Task to carry out:
Tally the lines of the items below that contain the string "bowl", treating uppercase and lowercase as different. How many are there? Reply with the number alone.

___ Data for this task ___

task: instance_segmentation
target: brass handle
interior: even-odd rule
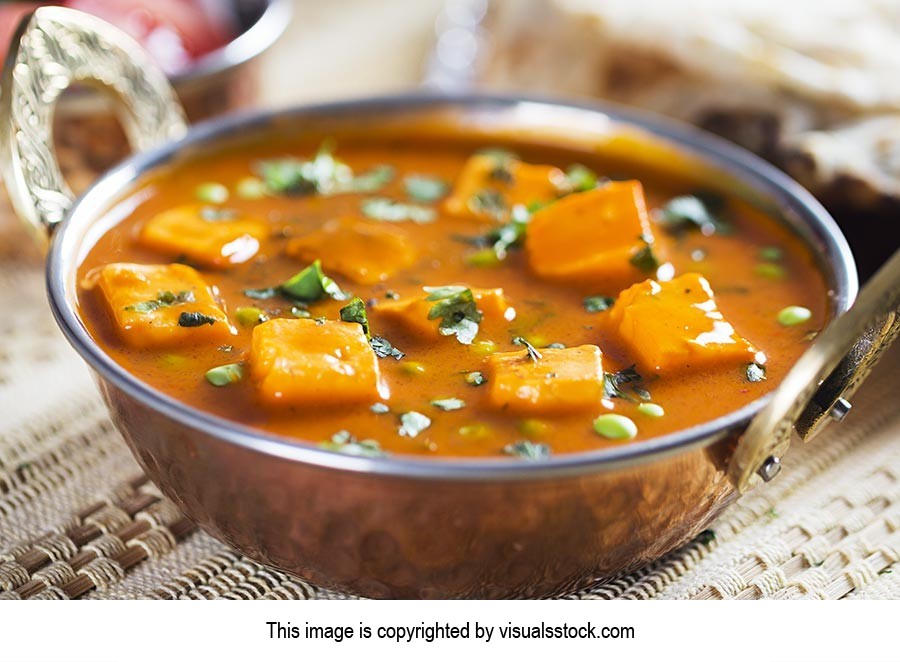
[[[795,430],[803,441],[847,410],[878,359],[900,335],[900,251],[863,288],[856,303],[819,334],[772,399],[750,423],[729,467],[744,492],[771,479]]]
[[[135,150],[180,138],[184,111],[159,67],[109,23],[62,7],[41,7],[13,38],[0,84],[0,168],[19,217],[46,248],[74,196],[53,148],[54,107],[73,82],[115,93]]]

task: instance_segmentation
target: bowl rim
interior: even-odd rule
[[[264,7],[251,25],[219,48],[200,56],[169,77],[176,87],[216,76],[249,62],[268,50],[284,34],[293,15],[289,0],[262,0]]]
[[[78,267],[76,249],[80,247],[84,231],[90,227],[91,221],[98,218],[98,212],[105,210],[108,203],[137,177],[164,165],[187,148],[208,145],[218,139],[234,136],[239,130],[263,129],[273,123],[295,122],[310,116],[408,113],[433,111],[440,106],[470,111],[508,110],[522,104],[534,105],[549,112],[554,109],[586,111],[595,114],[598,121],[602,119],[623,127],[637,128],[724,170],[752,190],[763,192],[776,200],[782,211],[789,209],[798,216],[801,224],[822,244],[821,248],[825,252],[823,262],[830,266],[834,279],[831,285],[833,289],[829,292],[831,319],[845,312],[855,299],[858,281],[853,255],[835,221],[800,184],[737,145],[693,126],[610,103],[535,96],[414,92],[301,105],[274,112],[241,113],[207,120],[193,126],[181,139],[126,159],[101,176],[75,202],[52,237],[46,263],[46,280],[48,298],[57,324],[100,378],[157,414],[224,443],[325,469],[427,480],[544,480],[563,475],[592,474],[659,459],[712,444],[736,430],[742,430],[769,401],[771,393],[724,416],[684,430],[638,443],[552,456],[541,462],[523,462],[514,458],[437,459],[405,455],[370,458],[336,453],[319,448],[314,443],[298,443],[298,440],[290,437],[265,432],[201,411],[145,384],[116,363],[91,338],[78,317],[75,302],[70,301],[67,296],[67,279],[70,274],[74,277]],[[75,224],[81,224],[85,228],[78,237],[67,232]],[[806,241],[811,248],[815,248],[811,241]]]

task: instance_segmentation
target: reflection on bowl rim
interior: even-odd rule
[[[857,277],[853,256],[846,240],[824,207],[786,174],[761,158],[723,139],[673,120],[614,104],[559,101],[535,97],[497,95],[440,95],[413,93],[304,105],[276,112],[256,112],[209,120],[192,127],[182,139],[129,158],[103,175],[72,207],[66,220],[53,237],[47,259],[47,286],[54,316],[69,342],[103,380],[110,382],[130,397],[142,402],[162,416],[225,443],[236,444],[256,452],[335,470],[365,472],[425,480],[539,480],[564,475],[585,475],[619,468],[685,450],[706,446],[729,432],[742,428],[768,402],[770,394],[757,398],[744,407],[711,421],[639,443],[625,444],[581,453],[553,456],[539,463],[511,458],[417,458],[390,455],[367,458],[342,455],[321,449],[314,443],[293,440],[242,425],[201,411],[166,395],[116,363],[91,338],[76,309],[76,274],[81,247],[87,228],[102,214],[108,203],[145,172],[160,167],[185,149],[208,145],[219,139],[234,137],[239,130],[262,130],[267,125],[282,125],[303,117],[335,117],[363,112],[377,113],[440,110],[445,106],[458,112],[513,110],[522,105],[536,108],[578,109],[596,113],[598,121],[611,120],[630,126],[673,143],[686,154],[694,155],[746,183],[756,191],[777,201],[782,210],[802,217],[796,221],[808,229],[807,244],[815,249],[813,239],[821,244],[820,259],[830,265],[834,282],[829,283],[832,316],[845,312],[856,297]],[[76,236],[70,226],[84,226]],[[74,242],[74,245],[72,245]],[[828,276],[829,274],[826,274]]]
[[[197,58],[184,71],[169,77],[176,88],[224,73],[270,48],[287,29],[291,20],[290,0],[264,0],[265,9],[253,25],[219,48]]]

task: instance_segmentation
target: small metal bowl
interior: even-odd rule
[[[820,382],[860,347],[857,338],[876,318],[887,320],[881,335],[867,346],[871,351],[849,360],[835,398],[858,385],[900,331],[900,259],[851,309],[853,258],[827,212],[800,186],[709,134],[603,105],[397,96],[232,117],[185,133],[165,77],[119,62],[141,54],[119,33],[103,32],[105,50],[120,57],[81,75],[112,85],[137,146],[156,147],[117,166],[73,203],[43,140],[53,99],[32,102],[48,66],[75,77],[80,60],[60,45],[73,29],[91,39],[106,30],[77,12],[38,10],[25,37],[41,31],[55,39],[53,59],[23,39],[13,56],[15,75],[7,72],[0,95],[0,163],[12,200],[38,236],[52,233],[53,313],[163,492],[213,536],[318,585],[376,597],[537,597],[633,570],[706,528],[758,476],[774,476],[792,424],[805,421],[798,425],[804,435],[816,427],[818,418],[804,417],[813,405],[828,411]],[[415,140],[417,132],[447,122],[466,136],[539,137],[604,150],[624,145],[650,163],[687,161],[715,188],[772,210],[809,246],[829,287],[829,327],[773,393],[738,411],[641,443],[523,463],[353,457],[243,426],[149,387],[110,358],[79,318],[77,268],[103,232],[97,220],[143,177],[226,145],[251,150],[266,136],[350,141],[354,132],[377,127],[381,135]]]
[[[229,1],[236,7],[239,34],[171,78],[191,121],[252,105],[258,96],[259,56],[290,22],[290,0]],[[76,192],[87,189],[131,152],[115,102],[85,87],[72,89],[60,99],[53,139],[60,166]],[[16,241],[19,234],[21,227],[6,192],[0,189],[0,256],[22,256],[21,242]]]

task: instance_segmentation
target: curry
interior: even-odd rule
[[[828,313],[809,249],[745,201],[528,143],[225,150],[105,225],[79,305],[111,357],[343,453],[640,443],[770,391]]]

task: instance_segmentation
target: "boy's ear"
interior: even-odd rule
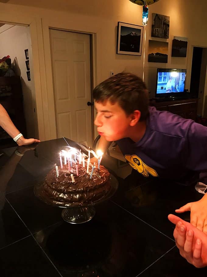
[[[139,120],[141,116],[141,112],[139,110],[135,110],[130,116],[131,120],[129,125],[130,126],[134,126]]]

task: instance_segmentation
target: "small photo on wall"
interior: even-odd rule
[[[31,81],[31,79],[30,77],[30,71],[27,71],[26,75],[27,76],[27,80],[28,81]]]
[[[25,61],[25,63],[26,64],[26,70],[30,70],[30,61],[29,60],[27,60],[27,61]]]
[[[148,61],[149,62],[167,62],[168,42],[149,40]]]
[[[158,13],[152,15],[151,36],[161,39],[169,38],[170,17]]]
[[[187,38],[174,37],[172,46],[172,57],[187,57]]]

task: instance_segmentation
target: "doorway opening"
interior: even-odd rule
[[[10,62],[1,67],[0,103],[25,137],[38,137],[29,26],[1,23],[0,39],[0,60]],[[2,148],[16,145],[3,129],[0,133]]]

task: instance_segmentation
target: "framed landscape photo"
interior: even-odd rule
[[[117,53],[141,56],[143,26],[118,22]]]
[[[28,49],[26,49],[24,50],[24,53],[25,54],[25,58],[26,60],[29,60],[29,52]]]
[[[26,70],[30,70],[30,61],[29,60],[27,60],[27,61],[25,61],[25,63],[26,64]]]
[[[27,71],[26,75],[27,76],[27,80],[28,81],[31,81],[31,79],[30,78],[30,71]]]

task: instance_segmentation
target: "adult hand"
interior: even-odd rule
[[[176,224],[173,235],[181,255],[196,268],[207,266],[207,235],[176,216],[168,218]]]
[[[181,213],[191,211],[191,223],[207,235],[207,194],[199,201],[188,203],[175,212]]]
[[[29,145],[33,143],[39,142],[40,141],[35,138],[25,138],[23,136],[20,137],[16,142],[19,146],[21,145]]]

___
___ Data for this task ___

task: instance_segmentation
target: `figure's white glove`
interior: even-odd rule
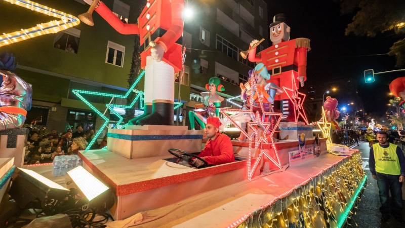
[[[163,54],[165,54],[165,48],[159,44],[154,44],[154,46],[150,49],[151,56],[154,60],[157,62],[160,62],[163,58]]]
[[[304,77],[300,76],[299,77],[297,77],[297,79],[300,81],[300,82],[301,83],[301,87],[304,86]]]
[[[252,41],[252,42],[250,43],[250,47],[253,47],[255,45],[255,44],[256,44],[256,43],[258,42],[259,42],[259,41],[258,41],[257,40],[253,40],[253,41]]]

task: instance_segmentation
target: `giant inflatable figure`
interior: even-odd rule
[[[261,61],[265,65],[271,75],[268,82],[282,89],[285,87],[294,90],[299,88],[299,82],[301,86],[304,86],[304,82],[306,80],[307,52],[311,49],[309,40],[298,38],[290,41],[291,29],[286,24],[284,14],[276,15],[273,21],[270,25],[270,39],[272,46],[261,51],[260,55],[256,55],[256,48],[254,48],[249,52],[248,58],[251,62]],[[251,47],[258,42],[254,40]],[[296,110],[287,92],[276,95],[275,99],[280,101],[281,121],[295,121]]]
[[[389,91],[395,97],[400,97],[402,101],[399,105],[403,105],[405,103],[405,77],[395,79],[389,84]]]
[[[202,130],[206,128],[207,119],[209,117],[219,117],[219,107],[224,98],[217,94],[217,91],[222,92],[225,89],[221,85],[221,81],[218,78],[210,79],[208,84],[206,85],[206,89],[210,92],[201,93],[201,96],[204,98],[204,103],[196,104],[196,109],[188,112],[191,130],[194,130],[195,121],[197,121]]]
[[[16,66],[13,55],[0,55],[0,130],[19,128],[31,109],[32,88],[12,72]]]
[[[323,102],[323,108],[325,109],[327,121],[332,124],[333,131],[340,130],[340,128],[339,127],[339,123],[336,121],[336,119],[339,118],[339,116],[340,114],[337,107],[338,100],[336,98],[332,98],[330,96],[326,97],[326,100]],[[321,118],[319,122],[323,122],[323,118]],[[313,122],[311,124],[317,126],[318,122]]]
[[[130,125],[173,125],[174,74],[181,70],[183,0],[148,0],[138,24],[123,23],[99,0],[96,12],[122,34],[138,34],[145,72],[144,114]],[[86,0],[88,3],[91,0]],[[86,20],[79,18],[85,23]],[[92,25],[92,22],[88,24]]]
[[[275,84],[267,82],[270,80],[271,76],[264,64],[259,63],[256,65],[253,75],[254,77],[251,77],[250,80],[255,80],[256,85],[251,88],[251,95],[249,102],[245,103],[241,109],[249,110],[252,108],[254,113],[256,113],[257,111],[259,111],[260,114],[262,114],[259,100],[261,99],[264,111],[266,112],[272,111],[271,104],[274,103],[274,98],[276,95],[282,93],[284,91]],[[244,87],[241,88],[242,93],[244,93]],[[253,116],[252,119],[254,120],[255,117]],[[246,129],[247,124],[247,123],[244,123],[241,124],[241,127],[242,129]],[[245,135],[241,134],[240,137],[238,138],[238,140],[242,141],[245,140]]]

___

The solution:
3